Provided text
§

# Sad day



## Burf (Nov 3, 2003)

I've just sold my female







The male and my swift will also be sold in a few days

I'm selling because i'll be moving away to university in a few months, and I wont be able to keep them while i'm there.

At least she has gone to a good, experienced home, see pics of her in her new house HERE


----------



## Eden (Jan 13, 2005)

Sad to hear Burf..I know how attached you can become with these cute little buggers..(I was really fond of your female too!) Lets hope the male and swift go to equally good homes as well.
Eden


----------



## WorldBelow07 (Dec 16, 2004)




----------



## Atlanta Braves Baby! (Mar 12, 2003)

Dang that sucks you had to sell her. She looks like she is doing well though.


----------



## mashunter18 (Jan 2, 2004)

§

Extracted data
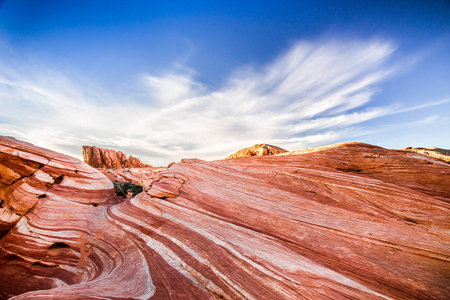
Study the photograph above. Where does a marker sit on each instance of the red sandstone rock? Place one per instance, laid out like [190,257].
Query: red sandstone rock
[443,154]
[140,176]
[110,159]
[354,221]
[257,150]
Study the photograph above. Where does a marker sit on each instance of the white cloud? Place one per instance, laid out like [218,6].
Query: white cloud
[315,93]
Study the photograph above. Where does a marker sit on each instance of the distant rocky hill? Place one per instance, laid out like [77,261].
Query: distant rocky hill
[110,159]
[349,221]
[258,150]
[439,153]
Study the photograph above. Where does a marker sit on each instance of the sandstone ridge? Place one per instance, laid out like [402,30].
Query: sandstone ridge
[110,159]
[353,221]
[439,153]
[257,150]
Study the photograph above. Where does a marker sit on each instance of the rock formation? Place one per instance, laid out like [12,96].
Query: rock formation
[439,153]
[352,221]
[110,159]
[257,150]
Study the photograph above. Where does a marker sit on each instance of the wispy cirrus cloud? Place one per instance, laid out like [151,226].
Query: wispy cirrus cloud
[315,93]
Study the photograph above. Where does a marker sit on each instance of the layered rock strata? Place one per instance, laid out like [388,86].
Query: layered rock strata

§

Exercises to complete
(a) Quote the "Sad day" thread word for word, from "The male and my" up to and including "(Jan 13, 2005)".
(b) Pick up the "Sad day" forum thread at the point where it stops and write what comes next.
The records are from a separate source and are not part of the "Sad day" thread.

Results by task
(a)
The male and my swift will also be sold in a few days

I'm selling because i'll be moving away to university in a few months, and I wont be able to keep them while i'm there.

At least she has gone to a good, experienced home, see pics of her in her new house HERE


----------



## Eden (Jan 13, 2005)

(b)
To bad you had to get rid of her


----------



## TheCableGuy (Feb 22, 2005)

Sorry to hear Burf.


----------



## Burf (Nov 3, 2003)

My male has gone now too


----------



## TheCableGuy (Feb 22, 2005)

I hope he too has found a nice home.


----------



## icedizzle (Feb 3, 2005)

sorry to hear that


----------



## psychofish (Jun 5, 2004)

At least u know she will be taken care of.


----------



## Winkyee (Feb 17, 2003)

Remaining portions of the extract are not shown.